(Object detection data)
#####
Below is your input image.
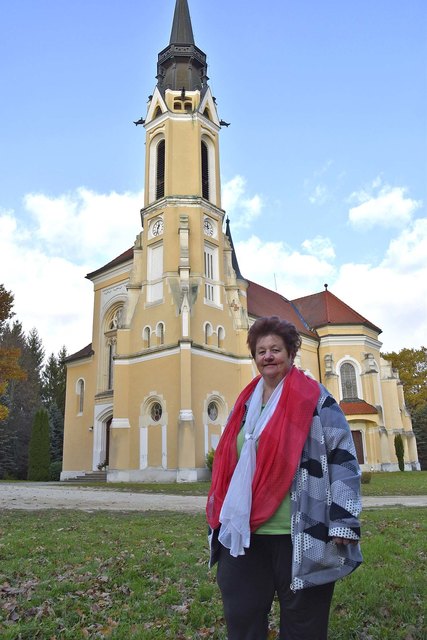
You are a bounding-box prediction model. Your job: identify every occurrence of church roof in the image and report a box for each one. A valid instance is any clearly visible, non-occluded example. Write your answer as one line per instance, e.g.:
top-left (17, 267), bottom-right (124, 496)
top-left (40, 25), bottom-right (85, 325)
top-left (292, 285), bottom-right (381, 333)
top-left (169, 0), bottom-right (195, 44)
top-left (156, 0), bottom-right (208, 96)
top-left (247, 280), bottom-right (317, 339)
top-left (340, 399), bottom-right (378, 416)
top-left (225, 217), bottom-right (245, 280)
top-left (86, 247), bottom-right (133, 280)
#####
**WHAT THE TASK ASKS:** Please arrange the stretch from the start of the records through the line containing "top-left (156, 0), bottom-right (208, 96)" as a two-column CSV with the columns instruction and reply. Give one row per record, put each field in quotes with line breaks turned into spaces, and leave out the pictures.

**SOLUTION TO THIS PROBLEM:**
instruction,reply
"Below is your input image. You are a bounding-box prediction model. Your job: identify every occurrence of church roof in the image and report a box for each one. A valid instance is any clearly visible, non-occluded example. Write your answer as one line per instance, e.g.: top-left (17, 267), bottom-right (124, 496) top-left (40, 25), bottom-right (85, 325)","top-left (292, 285), bottom-right (381, 333) top-left (169, 0), bottom-right (195, 44) top-left (156, 0), bottom-right (208, 96)"